Exercise —
Write out each line of the material again, word for word.
- - -
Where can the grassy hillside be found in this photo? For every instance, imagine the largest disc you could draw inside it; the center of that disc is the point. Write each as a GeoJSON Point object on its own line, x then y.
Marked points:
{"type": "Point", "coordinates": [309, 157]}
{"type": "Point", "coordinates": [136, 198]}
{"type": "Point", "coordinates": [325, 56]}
- - -
Worked solution —
Where can the grassy hillside be found in this photo? For every instance, imagine the largest disc you could draw inside it; the center of that disc is the point. Write each as a GeoJSON Point object on its own line, x then y.
Marked points:
{"type": "Point", "coordinates": [309, 157]}
{"type": "Point", "coordinates": [136, 198]}
{"type": "Point", "coordinates": [325, 56]}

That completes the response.